* A run of records
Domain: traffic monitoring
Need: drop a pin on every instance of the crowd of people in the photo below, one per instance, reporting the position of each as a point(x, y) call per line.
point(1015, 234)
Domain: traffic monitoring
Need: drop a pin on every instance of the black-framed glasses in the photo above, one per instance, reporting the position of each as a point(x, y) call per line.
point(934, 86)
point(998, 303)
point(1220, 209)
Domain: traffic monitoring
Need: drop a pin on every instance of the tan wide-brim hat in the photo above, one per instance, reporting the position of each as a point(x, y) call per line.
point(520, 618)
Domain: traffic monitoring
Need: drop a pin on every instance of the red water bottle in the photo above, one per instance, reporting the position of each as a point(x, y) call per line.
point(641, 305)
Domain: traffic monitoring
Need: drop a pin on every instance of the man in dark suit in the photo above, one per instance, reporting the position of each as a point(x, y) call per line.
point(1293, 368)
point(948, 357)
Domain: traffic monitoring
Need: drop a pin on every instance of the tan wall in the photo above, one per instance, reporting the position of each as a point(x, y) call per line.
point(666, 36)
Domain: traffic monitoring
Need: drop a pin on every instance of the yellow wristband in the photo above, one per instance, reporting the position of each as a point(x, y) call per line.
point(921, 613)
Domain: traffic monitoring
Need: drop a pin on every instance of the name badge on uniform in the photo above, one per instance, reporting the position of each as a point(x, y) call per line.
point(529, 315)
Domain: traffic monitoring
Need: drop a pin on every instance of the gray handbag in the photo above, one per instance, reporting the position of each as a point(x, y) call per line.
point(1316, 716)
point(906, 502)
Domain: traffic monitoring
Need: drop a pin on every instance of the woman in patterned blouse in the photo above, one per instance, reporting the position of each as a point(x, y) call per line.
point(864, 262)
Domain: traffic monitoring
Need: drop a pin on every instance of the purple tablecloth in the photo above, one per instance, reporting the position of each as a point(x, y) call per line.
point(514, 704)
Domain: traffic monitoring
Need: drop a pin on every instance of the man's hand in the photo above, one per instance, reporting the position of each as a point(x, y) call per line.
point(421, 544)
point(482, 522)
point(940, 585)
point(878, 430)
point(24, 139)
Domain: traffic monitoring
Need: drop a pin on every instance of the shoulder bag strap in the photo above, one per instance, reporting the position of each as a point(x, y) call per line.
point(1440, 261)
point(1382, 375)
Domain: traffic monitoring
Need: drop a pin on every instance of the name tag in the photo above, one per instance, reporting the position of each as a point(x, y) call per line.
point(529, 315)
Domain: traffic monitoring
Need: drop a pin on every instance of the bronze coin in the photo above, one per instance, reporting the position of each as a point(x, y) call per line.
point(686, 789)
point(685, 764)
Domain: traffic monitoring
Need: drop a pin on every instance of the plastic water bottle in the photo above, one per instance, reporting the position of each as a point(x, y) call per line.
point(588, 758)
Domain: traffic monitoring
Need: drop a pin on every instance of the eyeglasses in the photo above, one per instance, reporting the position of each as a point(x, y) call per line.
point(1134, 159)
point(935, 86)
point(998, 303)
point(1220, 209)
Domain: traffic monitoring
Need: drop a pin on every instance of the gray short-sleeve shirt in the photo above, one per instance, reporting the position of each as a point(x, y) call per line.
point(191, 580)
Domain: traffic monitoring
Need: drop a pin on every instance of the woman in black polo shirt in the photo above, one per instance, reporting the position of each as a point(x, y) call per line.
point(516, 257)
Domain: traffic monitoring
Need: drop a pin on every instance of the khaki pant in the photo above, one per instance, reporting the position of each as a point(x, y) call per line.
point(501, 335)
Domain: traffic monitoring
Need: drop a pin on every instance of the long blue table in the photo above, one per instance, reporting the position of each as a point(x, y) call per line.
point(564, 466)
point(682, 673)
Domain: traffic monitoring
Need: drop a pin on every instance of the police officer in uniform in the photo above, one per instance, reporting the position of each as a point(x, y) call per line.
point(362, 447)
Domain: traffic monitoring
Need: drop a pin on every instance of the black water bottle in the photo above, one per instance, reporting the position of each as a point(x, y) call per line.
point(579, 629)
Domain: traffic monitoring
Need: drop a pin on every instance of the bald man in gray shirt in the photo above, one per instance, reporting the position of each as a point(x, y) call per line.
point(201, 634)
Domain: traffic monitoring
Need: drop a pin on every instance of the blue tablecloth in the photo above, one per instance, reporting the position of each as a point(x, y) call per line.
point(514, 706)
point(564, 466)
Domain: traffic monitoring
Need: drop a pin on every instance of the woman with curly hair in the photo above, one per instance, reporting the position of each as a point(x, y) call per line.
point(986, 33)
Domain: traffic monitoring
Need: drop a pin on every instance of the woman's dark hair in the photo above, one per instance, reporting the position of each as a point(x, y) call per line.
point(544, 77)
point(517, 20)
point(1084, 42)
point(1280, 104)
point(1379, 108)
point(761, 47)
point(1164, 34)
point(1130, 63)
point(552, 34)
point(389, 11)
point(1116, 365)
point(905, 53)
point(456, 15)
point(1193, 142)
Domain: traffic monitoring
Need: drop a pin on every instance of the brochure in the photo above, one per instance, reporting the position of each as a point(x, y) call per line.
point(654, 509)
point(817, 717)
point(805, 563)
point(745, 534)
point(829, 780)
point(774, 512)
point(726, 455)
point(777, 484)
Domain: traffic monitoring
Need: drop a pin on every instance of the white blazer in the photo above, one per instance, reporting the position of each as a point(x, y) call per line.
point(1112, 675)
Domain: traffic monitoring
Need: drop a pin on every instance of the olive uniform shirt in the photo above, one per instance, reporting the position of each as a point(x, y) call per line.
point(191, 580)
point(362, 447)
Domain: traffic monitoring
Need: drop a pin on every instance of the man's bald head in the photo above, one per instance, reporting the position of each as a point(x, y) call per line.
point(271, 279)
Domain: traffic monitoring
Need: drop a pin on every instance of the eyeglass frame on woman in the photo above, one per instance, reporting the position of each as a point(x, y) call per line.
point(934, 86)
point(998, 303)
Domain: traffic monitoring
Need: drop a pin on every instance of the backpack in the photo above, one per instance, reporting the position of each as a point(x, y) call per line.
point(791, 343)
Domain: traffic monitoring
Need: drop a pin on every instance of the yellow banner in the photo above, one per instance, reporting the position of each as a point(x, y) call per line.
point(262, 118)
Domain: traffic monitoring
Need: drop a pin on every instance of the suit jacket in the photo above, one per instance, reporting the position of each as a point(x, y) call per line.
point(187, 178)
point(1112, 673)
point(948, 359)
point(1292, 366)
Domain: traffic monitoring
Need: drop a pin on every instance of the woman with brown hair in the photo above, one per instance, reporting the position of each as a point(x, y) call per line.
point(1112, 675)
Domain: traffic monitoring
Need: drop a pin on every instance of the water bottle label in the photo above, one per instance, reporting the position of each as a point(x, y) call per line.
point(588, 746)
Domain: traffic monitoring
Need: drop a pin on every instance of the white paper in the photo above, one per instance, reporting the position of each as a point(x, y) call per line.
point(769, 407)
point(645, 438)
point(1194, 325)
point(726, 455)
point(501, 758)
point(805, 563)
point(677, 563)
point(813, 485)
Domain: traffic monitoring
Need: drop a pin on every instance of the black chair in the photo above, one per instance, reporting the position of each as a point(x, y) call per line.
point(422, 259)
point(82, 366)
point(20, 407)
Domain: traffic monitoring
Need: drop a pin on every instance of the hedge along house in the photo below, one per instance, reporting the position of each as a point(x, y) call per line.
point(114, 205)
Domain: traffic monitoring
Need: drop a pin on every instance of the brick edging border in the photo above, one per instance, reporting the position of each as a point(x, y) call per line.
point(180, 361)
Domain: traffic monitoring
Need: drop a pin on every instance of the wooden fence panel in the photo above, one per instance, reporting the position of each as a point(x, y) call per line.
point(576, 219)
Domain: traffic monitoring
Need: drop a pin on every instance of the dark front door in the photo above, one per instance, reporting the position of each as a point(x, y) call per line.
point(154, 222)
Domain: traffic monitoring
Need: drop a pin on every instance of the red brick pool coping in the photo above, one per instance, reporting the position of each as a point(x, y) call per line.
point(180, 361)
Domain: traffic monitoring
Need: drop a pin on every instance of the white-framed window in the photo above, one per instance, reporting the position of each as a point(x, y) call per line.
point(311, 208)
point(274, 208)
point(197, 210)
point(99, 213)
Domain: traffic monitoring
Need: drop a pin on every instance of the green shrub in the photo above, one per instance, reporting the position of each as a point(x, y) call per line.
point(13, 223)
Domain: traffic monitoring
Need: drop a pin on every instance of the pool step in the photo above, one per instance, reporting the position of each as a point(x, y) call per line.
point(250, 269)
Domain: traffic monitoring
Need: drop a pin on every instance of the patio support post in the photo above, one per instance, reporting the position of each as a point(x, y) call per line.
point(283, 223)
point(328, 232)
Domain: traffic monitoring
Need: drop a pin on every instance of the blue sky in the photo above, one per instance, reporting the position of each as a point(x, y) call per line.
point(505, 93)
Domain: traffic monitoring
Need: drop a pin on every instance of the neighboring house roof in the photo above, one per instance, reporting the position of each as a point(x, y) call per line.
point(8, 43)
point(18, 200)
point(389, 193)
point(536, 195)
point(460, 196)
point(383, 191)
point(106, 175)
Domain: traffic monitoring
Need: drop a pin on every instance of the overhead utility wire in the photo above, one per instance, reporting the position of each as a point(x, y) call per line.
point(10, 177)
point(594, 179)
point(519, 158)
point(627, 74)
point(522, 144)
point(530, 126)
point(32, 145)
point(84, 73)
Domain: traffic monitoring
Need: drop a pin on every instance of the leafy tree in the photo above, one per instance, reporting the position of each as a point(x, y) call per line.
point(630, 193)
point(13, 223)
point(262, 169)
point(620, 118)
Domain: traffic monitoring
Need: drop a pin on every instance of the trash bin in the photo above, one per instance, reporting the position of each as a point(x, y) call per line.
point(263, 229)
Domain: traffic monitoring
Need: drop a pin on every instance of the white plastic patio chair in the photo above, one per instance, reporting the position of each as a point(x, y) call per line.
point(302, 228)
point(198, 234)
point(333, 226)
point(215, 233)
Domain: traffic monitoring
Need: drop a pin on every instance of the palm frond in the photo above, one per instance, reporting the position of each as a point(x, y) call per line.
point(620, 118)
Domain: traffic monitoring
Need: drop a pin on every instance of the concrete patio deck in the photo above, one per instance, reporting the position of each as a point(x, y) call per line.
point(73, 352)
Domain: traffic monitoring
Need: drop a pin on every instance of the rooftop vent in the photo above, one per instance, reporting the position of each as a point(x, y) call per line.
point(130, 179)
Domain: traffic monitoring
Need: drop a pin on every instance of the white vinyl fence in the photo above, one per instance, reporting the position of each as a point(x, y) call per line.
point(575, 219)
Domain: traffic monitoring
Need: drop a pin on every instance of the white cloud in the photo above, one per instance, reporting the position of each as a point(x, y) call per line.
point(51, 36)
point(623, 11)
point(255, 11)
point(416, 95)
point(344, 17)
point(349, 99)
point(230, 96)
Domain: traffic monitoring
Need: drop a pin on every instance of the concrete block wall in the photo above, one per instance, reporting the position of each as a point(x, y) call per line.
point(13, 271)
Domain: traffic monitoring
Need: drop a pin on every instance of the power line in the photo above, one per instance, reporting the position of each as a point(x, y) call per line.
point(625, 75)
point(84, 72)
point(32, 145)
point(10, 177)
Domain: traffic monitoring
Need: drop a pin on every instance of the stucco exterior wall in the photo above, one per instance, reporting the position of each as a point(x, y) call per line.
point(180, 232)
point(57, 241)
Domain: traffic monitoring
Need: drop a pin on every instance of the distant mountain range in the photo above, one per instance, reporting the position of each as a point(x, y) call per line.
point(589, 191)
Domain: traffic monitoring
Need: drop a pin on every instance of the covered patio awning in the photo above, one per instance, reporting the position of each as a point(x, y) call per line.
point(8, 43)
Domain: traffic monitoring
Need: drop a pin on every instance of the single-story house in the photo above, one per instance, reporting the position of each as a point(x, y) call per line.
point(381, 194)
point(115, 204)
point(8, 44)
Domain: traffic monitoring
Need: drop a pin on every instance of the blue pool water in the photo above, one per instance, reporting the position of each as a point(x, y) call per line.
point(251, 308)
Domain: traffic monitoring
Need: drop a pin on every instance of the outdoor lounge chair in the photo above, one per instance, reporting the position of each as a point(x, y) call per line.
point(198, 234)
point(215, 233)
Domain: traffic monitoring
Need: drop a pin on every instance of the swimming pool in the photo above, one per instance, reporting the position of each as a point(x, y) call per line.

* Stated problem
Find every line in the material above that contains the string "overhead", with case counting, and copy each of those lines.

* Result of this task
Need: drop a pin on every instance of the overhead utility wire in the photo above, one per instance, reporting the position of each as a point(x, y) call per line.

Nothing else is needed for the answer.